*** Data for review

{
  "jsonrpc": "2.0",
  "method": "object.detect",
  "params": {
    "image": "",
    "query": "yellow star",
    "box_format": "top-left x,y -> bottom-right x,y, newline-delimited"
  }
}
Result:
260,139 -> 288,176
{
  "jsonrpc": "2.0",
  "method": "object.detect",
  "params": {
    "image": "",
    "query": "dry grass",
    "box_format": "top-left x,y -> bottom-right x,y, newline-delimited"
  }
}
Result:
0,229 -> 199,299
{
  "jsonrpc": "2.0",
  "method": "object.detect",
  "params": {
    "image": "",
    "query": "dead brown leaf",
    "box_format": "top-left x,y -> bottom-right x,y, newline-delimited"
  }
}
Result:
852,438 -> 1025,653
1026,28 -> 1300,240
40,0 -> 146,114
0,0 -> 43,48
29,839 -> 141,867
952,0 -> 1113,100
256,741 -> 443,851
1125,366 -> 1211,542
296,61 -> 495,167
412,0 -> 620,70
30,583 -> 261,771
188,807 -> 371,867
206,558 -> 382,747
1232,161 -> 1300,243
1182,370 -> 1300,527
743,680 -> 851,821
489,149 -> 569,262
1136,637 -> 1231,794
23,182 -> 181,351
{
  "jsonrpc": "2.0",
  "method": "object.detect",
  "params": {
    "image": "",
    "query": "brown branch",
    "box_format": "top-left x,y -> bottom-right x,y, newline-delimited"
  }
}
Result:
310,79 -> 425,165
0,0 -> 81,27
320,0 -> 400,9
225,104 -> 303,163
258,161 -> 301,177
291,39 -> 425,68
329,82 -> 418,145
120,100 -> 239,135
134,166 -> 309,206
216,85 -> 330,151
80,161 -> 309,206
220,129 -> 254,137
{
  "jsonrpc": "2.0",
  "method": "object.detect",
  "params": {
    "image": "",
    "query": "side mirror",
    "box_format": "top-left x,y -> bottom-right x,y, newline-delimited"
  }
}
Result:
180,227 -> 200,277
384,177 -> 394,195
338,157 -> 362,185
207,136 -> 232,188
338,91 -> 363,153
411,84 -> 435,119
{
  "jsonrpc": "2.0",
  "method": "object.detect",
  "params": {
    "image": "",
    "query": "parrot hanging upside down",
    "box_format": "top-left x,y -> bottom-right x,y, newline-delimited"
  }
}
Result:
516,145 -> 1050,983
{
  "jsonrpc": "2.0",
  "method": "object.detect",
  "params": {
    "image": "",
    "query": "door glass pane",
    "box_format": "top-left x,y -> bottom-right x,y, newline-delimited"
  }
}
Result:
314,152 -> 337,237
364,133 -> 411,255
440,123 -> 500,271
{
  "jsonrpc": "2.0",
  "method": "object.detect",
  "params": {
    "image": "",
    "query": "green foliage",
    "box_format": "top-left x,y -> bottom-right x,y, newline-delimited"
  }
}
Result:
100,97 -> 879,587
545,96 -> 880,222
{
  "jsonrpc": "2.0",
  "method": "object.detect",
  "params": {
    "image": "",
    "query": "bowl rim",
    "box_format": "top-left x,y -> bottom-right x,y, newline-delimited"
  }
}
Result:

******

▶ **Prompt**
Where a line in the material contains "brown", copy that line.

▶ **Task solution**
    "query": "dead brown leaf",
    "query": "brown branch",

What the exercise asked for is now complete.